[Opening EXERCISE TEXT section]
I’ve learned a lot having a child with special needs. I have learned a lot about his many diagnoses — Phelan-McDermid syndrome and autism among them. I have also learned a lot about myself and other people. Sometimes my son’s presence brings out the good in other people and, unfortunately, sometimes the bad.

As he was growing up, we heard it all: “Why does he walk funny?” and “You need to teach him some manners.” But two negative moments in particular stick in my mind.

When he was young, he had to wear glasses since he was diagnosed with myopia along with optic nerve hypoplasia. He also couldn’t sit up until he was 18 months old because his hypotonia or low muscle tone, so he would lie in the baby carriage while we made our way out and about.

Most of our outings in his first few months were to doctors or specialists to get tests, scans and bloodwork – you name it, he endured it! So it was nice for us to get out to the shops one day. I was looking at some books and turned back to the baby carriage to find a lady, pointing and laughing at my son and his glasses and gesturing her husband to come and look. Yes a grown woman did this! As I was only just starting my journey of motherhood — with the extra bonus of having a very special little boy with a disability — I was mortified. I rushed back to the car and came home in tears.

On another trip out, another grown woman walked past us, looked at my son in his glasses and remarked to her companion, “Did you see him? How ridiculous!” Again, she was referring to his glasses.
[Closing EXERCISE TEXT section]
◆ TASKS TO CARRY OUT
A – Summarize the passage about raising a child with special needs in two sentences.
B – Repeat the part of the passage about raising a child with special needs starting with "On another trip" and going on through "to his glasses.".
C – Pick up the passage about raising a child with special needs after its final sentence and keep writing it.
[Opening SUPPLIED INFORMATION section]
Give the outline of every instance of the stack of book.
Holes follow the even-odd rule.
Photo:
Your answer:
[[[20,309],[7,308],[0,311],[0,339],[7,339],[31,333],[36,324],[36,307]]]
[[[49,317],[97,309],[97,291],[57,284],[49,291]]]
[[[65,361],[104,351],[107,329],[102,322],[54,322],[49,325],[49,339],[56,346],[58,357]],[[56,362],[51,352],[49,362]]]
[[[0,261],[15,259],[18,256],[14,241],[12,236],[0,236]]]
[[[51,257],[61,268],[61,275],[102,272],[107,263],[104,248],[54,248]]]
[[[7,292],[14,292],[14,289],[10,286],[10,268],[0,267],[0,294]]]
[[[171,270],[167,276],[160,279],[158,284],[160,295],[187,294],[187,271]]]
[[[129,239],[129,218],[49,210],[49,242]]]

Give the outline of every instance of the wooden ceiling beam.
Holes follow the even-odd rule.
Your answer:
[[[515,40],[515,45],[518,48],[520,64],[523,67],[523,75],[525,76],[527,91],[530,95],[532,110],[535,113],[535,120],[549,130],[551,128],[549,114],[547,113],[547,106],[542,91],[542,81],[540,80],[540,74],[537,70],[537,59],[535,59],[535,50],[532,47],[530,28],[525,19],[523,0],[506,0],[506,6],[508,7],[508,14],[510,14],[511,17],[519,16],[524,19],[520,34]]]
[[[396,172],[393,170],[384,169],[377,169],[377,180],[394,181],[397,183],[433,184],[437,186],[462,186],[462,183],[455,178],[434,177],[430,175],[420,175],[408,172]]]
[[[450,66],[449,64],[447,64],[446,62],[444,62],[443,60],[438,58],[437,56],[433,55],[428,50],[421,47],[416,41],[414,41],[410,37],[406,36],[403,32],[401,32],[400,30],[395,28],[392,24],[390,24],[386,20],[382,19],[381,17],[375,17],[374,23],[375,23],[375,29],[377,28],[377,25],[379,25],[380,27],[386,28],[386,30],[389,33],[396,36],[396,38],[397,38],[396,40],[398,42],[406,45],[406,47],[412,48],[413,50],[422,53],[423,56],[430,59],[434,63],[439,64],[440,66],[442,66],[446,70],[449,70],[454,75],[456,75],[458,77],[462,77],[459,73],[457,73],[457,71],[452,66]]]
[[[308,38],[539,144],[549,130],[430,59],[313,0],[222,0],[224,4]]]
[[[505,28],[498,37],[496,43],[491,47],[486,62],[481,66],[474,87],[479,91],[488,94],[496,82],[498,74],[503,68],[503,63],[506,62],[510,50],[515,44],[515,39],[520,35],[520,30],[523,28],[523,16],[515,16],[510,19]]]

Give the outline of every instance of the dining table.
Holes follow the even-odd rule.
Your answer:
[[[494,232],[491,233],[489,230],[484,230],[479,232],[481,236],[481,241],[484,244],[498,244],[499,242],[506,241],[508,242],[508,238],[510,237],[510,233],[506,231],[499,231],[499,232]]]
[Closing SUPPLIED INFORMATION section]
◆ WRITTEN RESPONSES
A – Raising a son with special needs, including Phelan-McDermid syndrome and autism, has taught the writer much about his diagnoses, about themselves and about others, whose good and bad sides his presence can bring out. Two negative moments stand out, both involving grown women mocking the glasses he wore for myopia: one pointed and laughed at him in a shop, leaving the writer in tears, and another called him ridiculous as she walked past.

B –
On another trip out, another grown woman walked past us, looked at my son in his glasses and remarked to her companion, “Did you see him? How ridiculous!” Again, she was referring to his glasses.

C –
As we’ve gone along our journey together, I’ve learned to shrug it off. Of course, this is easier to do on some days than others. Maybe some people need to keep this old adage in mind: “If you can’t say something nice, don’t say anything at all.”

On the flip side, we also come across some lovely people in our travels.

We were waiting in the doctors’ waiting room at the end of the school holidays. My son can sometimes get in other people’s space, and I was in no mood to deal with people today. To minimize this, we went to the children’s area. He could also get a good view of the parking lot from there, since he loved watching cars and waving at people as they were coming and going.

He’s nonverbal so he makes his happy noises when he’s excited. We were in the play area by ourselves. There were big windows between us and the other patients, so he didn’t seem to be bothering anyone. We got a few quizzical looks and a few smiles.

When we finally got in to see the doctor, my son was as uncooperative as ever. I don’t blame him after years of being poked and prodded by every sort of medical specialist you can imagine!

Then we came out and to the reception desk to sort out our payment. The receptionist said, “Another patient gave me this to give to you. I’m not sure what it is.” I was a little worried as she handed me a folded note.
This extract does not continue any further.